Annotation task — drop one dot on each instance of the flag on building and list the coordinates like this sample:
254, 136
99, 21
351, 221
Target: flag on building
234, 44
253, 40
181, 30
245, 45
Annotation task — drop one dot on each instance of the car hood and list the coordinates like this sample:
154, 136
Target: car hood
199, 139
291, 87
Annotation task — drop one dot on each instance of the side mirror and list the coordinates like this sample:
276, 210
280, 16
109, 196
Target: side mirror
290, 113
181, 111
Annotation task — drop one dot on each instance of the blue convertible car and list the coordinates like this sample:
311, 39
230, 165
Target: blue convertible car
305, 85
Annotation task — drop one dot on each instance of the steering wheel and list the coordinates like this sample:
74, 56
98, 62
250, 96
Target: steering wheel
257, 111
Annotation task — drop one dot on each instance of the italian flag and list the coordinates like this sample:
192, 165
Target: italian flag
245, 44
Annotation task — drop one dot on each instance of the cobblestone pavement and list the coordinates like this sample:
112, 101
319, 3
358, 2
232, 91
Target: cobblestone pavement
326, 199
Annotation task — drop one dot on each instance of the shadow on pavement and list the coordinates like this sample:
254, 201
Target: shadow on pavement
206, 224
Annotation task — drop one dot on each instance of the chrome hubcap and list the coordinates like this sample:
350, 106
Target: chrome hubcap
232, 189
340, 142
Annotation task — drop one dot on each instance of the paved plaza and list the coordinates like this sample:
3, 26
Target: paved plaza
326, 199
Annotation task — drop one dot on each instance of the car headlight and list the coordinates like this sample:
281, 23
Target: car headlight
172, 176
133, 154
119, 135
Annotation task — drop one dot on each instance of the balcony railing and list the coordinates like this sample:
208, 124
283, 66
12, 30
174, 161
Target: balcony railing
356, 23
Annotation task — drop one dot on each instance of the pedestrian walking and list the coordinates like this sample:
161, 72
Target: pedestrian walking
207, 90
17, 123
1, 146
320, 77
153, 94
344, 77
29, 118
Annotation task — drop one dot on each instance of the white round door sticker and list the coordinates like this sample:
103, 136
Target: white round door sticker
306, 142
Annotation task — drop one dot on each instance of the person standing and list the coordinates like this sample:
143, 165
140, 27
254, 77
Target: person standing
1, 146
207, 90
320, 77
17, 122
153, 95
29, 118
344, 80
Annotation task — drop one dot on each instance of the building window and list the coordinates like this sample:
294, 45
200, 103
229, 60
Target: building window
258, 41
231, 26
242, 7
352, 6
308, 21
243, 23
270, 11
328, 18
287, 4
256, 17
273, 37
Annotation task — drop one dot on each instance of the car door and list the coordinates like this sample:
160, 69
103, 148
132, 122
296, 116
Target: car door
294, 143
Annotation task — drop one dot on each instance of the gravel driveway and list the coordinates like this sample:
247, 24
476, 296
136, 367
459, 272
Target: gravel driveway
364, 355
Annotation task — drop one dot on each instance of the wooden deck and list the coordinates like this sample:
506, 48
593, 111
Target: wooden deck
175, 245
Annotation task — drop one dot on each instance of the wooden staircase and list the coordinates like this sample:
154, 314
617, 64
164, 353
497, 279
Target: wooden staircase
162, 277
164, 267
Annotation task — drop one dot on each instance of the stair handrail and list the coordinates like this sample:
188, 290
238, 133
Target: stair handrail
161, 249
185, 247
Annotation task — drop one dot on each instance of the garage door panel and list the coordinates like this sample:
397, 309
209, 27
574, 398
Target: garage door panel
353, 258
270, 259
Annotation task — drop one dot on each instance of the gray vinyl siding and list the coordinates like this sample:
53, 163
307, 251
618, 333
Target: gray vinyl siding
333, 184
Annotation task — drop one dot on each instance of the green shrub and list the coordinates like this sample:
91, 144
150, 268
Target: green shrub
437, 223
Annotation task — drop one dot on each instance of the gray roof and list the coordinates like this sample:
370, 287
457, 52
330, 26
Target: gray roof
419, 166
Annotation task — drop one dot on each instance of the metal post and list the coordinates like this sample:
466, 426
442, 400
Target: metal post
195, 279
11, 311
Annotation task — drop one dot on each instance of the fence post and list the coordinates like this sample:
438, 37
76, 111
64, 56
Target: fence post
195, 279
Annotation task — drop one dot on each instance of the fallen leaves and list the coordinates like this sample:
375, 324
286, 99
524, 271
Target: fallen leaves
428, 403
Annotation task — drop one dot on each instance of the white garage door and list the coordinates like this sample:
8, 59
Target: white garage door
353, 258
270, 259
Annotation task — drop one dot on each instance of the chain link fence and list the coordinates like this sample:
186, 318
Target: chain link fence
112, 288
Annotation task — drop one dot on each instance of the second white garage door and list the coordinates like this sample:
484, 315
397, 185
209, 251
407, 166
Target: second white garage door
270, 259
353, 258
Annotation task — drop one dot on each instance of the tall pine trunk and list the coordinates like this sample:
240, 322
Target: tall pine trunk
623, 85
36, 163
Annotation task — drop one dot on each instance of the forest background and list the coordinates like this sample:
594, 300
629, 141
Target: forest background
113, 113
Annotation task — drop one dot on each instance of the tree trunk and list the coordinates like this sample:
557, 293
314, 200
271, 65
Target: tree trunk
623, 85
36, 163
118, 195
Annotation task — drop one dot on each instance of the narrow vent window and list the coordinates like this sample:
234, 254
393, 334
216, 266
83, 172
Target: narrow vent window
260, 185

--

* Instructions to follow
Repeat the whole listing word for word.

* Answer section
Annotation task — drop one dot on each instance of the flag on building and list the coordinates like this sample:
254, 136
99, 21
351, 221
Target: flag on building
234, 44
253, 40
181, 30
245, 45
Annotation task — drop one dot on each instance of the car hood and list the coordinates like this sample:
154, 136
Target: car hood
199, 139
291, 87
Annotation task — drop one dot on each instance of the side mirror and list the coordinates like this sample:
276, 210
280, 16
109, 196
Target: side mirror
290, 113
181, 111
Annotation task — drop one dot on each instance of the blue convertible car and list the coordinates like this sample:
311, 39
230, 165
Target: blue convertible car
305, 85
Annotation task — drop one dot on each instance of the steering wheel and list the coordinates like this sample:
74, 56
98, 62
250, 96
Target: steering wheel
257, 111
Annotation task — drop one dot on each instance of the italian flag and list the coordinates like this sample:
192, 165
Target: italian flag
245, 44
Annotation task — drop one dot on each instance of the cobblestone pavement and list the coordinates like this sample:
112, 101
319, 3
358, 2
232, 91
Target: cobblestone pavement
326, 199
Annotation task — drop one dot on each instance of the shadow on pavement and list the coordinates like this sample:
254, 201
Target: shadow on pavement
206, 224
Annotation task — drop one dot on each instance of the chrome hubcap and list the coordinates like this sample:
350, 106
Target: chrome hubcap
232, 189
340, 142
Annotation task — drop one dot on each instance of the paved plaza and list the coordinates like this sample:
3, 26
Target: paved plaza
326, 199
Annotation task — drop one dot on each instance of the car headlight and list the coordinates like this sample:
281, 23
Target: car headlight
172, 176
133, 154
119, 135
Annotation task — drop one dot on each instance of the balcony railing and list the coordinates like this sample:
208, 124
283, 66
12, 30
174, 161
Target: balcony railing
356, 23
Annotation task — drop one dot on each instance of the pedestrian walking and list the coordinates like this sample:
161, 72
Target: pedestrian walking
207, 90
17, 123
1, 146
320, 77
153, 94
344, 77
29, 118
Annotation task — drop one dot on each instance of the white round door sticker and list the coordinates like this sample:
103, 136
Target: white round door sticker
306, 142
Annotation task — drop one dot on each instance of the person standing and list the coordinates like this sample:
143, 165
140, 27
254, 77
Target: person standing
1, 146
207, 90
320, 77
17, 122
153, 95
29, 118
344, 80
Annotation task — drop one dot on each instance of the building window and list the coordinates like this sample:
294, 45
200, 103
229, 60
Target: building window
258, 41
231, 26
242, 7
352, 6
308, 21
243, 23
270, 11
328, 18
287, 4
256, 17
273, 37
Annotation task — drop one dot on each instance of the car door and list the coordinates like this sample:
160, 69
103, 148
132, 122
296, 116
Target: car door
294, 143
Annotation task — drop one dot on each instance of the gravel driveway and list the coordinates like this sample:
247, 24
476, 296
136, 367
459, 272
Target: gravel driveway
364, 355
Annotation task — drop one dot on each instance of the wooden deck and list the coordinates like this sample:
506, 48
593, 111
Target: wooden deck
175, 245
Annotation task — drop one dot on each instance of the wooden staircase and list the coordinates like this sample:
154, 314
617, 64
164, 353
497, 279
Target: wooden staircase
162, 277
164, 267
Annotation task — drop one dot on each instance of the stair handrail and list the coordinates like this sample:
188, 290
238, 133
Target: stair handrail
161, 249
185, 247
Annotation task — drop one dot on each instance of the garage door panel and list the coordinates like this sample:
397, 309
209, 27
574, 398
Target: garage door panel
353, 258
270, 259
Annotation task — drop one dot on each instance of the gray vinyl siding and list the coordinates like this sample:
53, 163
307, 251
618, 333
Target: gray vinyl siding
333, 184
Annotation task — drop one dot on each instance of the green shrub and list the coordinates like this sample:
91, 144
150, 268
Target: green shrub
437, 223
Annotation task — drop one dot on each instance of the gray roof and list the coordinates like this sample:
370, 287
457, 52
330, 26
Target: gray roof
419, 166
Annotation task — drop one dot on each instance of the metal post and list the coordinates like this sample:
466, 426
442, 400
Target: metal post
195, 279
11, 311
Annotation task — drop one dot on each instance of the fence post and list the coordinates like this sample:
438, 37
76, 111
64, 56
Target: fence post
195, 279
Annotation task — drop one dot on each instance of the fallen leaves and list the coordinates like this sample:
375, 324
286, 99
524, 271
Target: fallen leaves
428, 403
Annotation task — drop one dot on each instance of the white garage door and list the coordinates like this sample:
8, 59
Target: white garage door
353, 258
270, 259
Annotation task — drop one dot on each instance of the chain link fence and list the coordinates like this sample:
186, 318
Target: chain link fence
112, 288
Annotation task — drop one dot on each instance of the second white garage door and list the coordinates like this sample:
484, 315
397, 185
209, 251
407, 166
Target: second white garage door
270, 259
353, 258
Annotation task — drop one dot on each instance of the tall pine trunk and list the coordinates like this sample:
240, 322
Target: tall pine trunk
623, 85
36, 163
Annotation task — drop one dot on each instance of the forest background and list the coordinates like this sample:
594, 300
629, 141
Target: forest background
113, 113
Annotation task — drop one dot on each instance of the tree trunk and list the coordinates like this sample:
557, 293
314, 200
271, 65
Target: tree trunk
623, 85
36, 163
118, 195
Annotation task — drop one dot on each instance of the narrow vent window and list the coordinates like this sample:
234, 254
393, 334
216, 266
83, 172
Target: narrow vent window
260, 185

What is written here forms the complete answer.